# Start of EXCERPTED DATA
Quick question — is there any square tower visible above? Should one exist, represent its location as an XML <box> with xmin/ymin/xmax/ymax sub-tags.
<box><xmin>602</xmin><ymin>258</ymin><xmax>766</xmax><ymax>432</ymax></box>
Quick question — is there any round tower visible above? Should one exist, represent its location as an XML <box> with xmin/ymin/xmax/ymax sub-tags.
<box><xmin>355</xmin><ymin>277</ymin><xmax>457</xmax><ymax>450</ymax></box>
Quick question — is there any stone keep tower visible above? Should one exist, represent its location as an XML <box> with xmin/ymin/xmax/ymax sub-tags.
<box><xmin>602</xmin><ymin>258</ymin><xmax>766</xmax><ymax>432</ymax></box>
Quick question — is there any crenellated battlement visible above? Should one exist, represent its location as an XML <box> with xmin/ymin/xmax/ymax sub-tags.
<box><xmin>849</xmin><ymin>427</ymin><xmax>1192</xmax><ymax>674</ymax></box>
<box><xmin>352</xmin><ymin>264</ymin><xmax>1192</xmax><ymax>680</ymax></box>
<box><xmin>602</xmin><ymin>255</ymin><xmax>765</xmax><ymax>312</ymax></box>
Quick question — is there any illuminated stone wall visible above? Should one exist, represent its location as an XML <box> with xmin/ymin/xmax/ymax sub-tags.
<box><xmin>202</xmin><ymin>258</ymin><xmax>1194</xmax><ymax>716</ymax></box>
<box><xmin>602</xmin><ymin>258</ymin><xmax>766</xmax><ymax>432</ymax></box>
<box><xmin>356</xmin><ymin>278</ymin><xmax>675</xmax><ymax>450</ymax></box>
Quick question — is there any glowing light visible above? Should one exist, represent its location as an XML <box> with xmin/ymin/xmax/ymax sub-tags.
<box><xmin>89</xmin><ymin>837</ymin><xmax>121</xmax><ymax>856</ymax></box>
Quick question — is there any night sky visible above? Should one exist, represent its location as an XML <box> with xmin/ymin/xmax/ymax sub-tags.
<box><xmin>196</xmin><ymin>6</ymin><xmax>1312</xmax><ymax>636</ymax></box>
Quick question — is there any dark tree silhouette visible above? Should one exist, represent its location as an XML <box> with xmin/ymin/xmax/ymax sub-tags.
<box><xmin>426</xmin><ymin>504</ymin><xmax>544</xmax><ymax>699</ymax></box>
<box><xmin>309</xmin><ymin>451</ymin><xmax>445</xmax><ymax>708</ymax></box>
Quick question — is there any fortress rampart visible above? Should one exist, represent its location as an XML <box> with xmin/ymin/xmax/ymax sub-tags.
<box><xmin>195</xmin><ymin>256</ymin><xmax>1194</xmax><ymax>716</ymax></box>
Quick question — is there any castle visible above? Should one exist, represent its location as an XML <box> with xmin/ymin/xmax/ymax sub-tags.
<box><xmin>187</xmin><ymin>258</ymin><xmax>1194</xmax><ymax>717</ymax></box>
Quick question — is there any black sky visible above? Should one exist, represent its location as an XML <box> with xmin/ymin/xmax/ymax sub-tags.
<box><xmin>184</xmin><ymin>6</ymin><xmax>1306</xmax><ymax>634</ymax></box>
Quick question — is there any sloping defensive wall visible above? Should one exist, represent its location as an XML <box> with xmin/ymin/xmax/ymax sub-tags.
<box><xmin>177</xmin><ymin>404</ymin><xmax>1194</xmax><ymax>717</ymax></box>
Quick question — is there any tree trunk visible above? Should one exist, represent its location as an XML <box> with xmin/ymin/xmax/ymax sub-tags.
# End of EXCERPTED DATA
Convert the stretch of the records from the line containing "Quick question — is there any sloping" through the end of the records into a Markdown table with the columns "Row" and "Line," numbering each row and omitting blank lines.

_RESPONSE_
| Row | Line |
|---|---|
| 1 | Quick question — is there any sloping defensive wall visible above? Should one exist, represent its location as an XML <box> with xmin/ymin/xmax/ymax sub-tags. |
| 2 | <box><xmin>177</xmin><ymin>404</ymin><xmax>1194</xmax><ymax>717</ymax></box> |
| 3 | Quick question — is there any tree trunk visible above? Should one exist, represent its location as an XML <box> with xmin/ymin/xmax/ymax sub-tags. |